• Your objective
Each entry must be printed again without a single change.

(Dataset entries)
• • • • • • •

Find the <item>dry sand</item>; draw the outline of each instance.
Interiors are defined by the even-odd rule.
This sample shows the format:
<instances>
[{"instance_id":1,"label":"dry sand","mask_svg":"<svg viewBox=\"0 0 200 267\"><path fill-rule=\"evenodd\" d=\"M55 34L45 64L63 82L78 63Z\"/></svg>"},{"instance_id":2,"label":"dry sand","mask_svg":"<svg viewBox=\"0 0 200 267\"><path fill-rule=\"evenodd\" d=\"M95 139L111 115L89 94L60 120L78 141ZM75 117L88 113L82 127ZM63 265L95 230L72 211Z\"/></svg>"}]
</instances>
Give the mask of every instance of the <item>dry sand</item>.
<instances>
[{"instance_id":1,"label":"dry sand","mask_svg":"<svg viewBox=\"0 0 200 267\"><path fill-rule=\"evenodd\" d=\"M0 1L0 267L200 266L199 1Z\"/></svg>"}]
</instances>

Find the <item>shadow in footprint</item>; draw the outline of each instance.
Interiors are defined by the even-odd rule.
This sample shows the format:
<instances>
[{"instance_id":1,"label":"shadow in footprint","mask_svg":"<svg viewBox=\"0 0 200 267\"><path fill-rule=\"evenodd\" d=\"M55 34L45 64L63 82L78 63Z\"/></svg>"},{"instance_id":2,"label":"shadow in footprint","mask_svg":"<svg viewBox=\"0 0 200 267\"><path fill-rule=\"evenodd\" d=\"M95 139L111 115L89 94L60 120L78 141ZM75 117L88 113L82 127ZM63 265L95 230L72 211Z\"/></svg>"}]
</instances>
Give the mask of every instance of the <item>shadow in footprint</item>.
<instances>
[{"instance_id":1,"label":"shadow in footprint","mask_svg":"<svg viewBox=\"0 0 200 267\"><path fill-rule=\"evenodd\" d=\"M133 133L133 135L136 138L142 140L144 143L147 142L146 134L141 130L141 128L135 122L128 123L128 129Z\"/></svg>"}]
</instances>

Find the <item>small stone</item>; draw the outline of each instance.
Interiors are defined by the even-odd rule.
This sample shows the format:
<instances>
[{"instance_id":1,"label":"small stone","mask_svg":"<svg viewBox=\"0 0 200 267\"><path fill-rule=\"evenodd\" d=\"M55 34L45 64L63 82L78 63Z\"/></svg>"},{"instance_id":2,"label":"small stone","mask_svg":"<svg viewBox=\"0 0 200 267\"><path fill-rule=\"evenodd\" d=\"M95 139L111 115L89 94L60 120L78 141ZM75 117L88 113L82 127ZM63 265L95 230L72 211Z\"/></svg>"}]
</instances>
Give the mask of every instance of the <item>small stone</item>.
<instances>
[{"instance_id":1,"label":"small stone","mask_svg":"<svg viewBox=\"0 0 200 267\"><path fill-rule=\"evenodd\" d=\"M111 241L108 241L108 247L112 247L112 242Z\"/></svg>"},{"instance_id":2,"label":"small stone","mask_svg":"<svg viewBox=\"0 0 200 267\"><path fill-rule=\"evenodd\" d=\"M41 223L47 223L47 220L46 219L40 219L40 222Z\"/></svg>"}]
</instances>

• • • • • • •

• Task output
Find the <item>dry sand</item>; draw the outline of each instance.
Interiors are defined by the even-odd rule.
This sample shows the format:
<instances>
[{"instance_id":1,"label":"dry sand","mask_svg":"<svg viewBox=\"0 0 200 267\"><path fill-rule=\"evenodd\" d=\"M55 34L45 64L63 82L78 63Z\"/></svg>"},{"instance_id":2,"label":"dry sand","mask_svg":"<svg viewBox=\"0 0 200 267\"><path fill-rule=\"evenodd\" d=\"M95 139L111 115L89 94L60 120L78 141ZM75 117L88 113L82 127ZM63 265L95 230L72 211Z\"/></svg>"}]
</instances>
Give the mask of every instance of the <item>dry sand</item>.
<instances>
[{"instance_id":1,"label":"dry sand","mask_svg":"<svg viewBox=\"0 0 200 267\"><path fill-rule=\"evenodd\" d=\"M0 1L0 267L200 266L199 1Z\"/></svg>"}]
</instances>

Find the <item>shadow in footprint</item>; draw the outline of each instance.
Interiors are defined by the even-odd rule.
This sample shows the format:
<instances>
[{"instance_id":1,"label":"shadow in footprint","mask_svg":"<svg viewBox=\"0 0 200 267\"><path fill-rule=\"evenodd\" d=\"M55 34L45 64L63 82L78 63Z\"/></svg>"},{"instance_id":2,"label":"shadow in footprint","mask_svg":"<svg viewBox=\"0 0 200 267\"><path fill-rule=\"evenodd\" d=\"M95 139L111 115L89 94L60 120L78 141ZM75 117L88 113L82 127ZM63 265L95 230L72 211Z\"/></svg>"}]
</instances>
Give the mask of every instance of the <item>shadow in footprint</item>.
<instances>
[{"instance_id":1,"label":"shadow in footprint","mask_svg":"<svg viewBox=\"0 0 200 267\"><path fill-rule=\"evenodd\" d=\"M133 133L133 135L136 138L142 140L144 143L147 142L146 134L141 130L141 128L135 122L128 123L128 129Z\"/></svg>"}]
</instances>

Find the <item>small stone</item>; draw the outline of each instance.
Interiors are defined by the even-odd rule.
This sample shows the format:
<instances>
[{"instance_id":1,"label":"small stone","mask_svg":"<svg viewBox=\"0 0 200 267\"><path fill-rule=\"evenodd\" d=\"M55 34L45 64L63 82L78 63Z\"/></svg>"},{"instance_id":2,"label":"small stone","mask_svg":"<svg viewBox=\"0 0 200 267\"><path fill-rule=\"evenodd\" d=\"M95 139L111 115L89 94L60 120L78 141ZM75 117L88 113L82 127ZM63 265L95 230L72 211Z\"/></svg>"}]
</instances>
Give the mask of every instance of the <item>small stone</item>.
<instances>
[{"instance_id":1,"label":"small stone","mask_svg":"<svg viewBox=\"0 0 200 267\"><path fill-rule=\"evenodd\" d=\"M111 241L108 241L108 247L112 247L112 242Z\"/></svg>"},{"instance_id":2,"label":"small stone","mask_svg":"<svg viewBox=\"0 0 200 267\"><path fill-rule=\"evenodd\" d=\"M41 223L47 223L47 220L46 219L40 219L40 222Z\"/></svg>"}]
</instances>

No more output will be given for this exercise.